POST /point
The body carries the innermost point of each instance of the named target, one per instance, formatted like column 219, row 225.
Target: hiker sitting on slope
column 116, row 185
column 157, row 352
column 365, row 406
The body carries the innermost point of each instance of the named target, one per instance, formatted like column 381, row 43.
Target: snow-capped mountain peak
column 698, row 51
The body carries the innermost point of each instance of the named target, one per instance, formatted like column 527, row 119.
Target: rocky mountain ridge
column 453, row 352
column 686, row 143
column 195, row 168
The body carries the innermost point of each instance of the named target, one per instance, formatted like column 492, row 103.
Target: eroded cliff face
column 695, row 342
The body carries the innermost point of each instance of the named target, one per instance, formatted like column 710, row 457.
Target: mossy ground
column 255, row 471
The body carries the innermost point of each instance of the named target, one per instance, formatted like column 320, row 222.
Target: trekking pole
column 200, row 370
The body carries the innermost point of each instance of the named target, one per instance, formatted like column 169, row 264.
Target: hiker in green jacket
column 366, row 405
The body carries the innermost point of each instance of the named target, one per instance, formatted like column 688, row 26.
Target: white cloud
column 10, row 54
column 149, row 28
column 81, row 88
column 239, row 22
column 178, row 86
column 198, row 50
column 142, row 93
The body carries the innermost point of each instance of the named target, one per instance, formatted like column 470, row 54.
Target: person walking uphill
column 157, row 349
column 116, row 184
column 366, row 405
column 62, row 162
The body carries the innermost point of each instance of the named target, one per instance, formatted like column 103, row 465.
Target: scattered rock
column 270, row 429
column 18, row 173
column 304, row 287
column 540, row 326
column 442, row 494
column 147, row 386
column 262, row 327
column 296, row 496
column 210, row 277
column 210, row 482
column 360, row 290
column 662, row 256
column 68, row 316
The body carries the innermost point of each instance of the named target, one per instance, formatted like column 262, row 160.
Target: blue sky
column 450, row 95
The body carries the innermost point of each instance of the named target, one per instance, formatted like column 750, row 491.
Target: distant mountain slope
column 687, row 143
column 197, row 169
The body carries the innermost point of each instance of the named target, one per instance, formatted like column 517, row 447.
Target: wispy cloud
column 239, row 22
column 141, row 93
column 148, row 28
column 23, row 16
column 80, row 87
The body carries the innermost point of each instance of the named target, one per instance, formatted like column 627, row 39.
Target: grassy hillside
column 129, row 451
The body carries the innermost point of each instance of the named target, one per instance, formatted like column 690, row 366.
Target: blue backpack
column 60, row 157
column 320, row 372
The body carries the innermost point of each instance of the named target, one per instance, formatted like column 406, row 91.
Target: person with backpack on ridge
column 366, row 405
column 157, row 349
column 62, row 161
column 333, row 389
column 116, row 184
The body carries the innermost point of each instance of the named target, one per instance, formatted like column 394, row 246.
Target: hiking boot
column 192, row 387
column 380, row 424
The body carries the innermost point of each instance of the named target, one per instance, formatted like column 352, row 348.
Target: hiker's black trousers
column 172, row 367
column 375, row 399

........

Problem details: Your answer must be every record above, set down exactly as written.

Written response:
POST /point
The body carries the innermost point of each instance of the named target, one per instance, formatted like column 219, row 225.
Target: hiker sitting on slope
column 116, row 185
column 157, row 352
column 365, row 406
The body carries the innermost point of each instance of the named target, one per instance, formatted like column 381, row 43.
Target: snow-capped mountain peak
column 698, row 51
The body carries the innermost point of each instance of the named target, one per instance, formatted like column 527, row 119.
Target: rocky mountain ridge
column 453, row 352
column 686, row 143
column 195, row 168
The body carries the innermost point of each instance of the named target, one per instance, formatted like column 492, row 103.
Target: eroded cliff face
column 695, row 342
The body carries the innermost point of each instance of the named target, one per instance, formatted like column 710, row 457.
Target: mossy ground
column 255, row 471
The body carries the innermost point of each instance of the named target, one per instance, formatted like column 320, row 222.
Target: trekking pole
column 200, row 370
The body carries the innermost point of each instance of the named target, one per instance, formatted like column 169, row 264.
Target: hiker in green jacket
column 366, row 405
The body carries the innermost point of each instance of the named target, one per instance, formatted like column 688, row 26.
Target: white cloud
column 10, row 54
column 149, row 28
column 81, row 88
column 239, row 22
column 178, row 86
column 198, row 50
column 142, row 93
The body carries the innermost point of each instance of the named target, one per instance, formatted like column 470, row 54.
Target: person walking uphill
column 157, row 349
column 116, row 184
column 366, row 405
column 62, row 162
The body carries the innermost point of each instance of the named target, one per instance, formatted like column 103, row 465.
Target: scattered rock
column 270, row 429
column 18, row 173
column 304, row 287
column 540, row 326
column 442, row 494
column 147, row 386
column 262, row 327
column 296, row 496
column 210, row 277
column 210, row 482
column 360, row 290
column 662, row 256
column 68, row 316
The body carries the innermost point of each instance of the named target, one per instance, formatted like column 262, row 160.
Target: blue sky
column 450, row 95
The body carries the innermost point of each instance of the named target, one per instance, formatted like column 750, row 491.
Target: distant mountain slope
column 687, row 143
column 197, row 169
The body carries the innermost point of each instance of the named target, one per instance, formatted like column 517, row 447.
Target: wispy cloud
column 239, row 22
column 141, row 93
column 148, row 28
column 23, row 16
column 80, row 87
The body carries the innermost point of each instance of the named target, one per instance, formatted like column 627, row 39.
Target: grassy hillside
column 129, row 451
The body carries the innermost point of each instance of the named target, one per instance, formatted like column 690, row 366.
Target: blue backpack
column 60, row 157
column 320, row 372
The body carries the innermost point of each instance of the named target, one per instance, formatted like column 406, row 91.
Target: person with backpack on ridge
column 366, row 405
column 157, row 349
column 62, row 161
column 333, row 389
column 116, row 184
The body carries the innermost point of each instance of the named target, one per instance, formatted like column 394, row 246.
Target: hiking boot
column 192, row 387
column 380, row 424
The body carries the innermost point of each instance of the named target, one per instance, formatted like column 352, row 348.
Target: hiker's black trousers
column 172, row 367
column 375, row 399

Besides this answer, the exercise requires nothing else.